• [THE EXERCISE] Could you update the entries below so that every "supplied image" reads "given image", with nothing else changed and the pictures left out?

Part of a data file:
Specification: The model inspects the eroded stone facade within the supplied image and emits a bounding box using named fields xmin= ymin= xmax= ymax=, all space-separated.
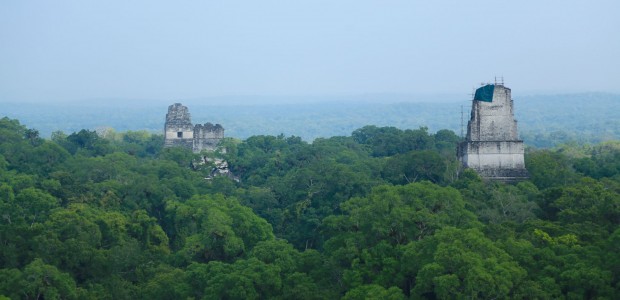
xmin=458 ymin=84 xmax=528 ymax=181
xmin=164 ymin=103 xmax=224 ymax=153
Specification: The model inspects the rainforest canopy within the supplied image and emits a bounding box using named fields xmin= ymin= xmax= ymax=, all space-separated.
xmin=474 ymin=84 xmax=495 ymax=102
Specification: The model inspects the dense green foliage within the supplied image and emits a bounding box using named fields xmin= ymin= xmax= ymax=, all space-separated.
xmin=0 ymin=118 xmax=620 ymax=299
xmin=0 ymin=90 xmax=620 ymax=148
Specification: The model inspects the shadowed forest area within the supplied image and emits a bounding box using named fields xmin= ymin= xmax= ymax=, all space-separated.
xmin=0 ymin=116 xmax=620 ymax=299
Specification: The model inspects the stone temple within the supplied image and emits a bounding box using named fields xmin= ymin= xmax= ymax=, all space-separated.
xmin=457 ymin=84 xmax=528 ymax=181
xmin=164 ymin=103 xmax=224 ymax=153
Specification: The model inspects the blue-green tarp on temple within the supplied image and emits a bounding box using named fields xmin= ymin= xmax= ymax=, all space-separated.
xmin=474 ymin=84 xmax=495 ymax=102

• [SOLUTION FOR THIS TASK]
Specification: The model inspects the eroded stone facade within the given image and emits a bounding box using named fields xmin= ymin= xmax= ymax=, all space-separated.
xmin=458 ymin=84 xmax=528 ymax=181
xmin=164 ymin=103 xmax=224 ymax=153
Specification: The model inspects the rainforest canopy within the given image and emits a bounding box using named fields xmin= ymin= xmax= ymax=, all space-separated.
xmin=474 ymin=84 xmax=495 ymax=102
Specification: The model inspects the dense green foliage within the given image and emits a bounding box using named fields xmin= ymin= xmax= ymax=, all space-separated.
xmin=0 ymin=118 xmax=620 ymax=299
xmin=0 ymin=90 xmax=620 ymax=148
Specification: The model inspects the shadowed forest area within the given image and emits a bounding box using named fields xmin= ymin= xmax= ymax=, all space-separated.
xmin=0 ymin=116 xmax=620 ymax=299
Specification: The model inspects the stone temple within the given image and emits a bounding box using named fields xmin= ymin= xmax= ymax=, all space-separated.
xmin=457 ymin=84 xmax=528 ymax=181
xmin=164 ymin=103 xmax=224 ymax=153
Specification: The model inspects the blue-green tarp on temple within the given image and emits a bounding box using named fields xmin= ymin= xmax= ymax=, all space-separated.
xmin=474 ymin=84 xmax=495 ymax=102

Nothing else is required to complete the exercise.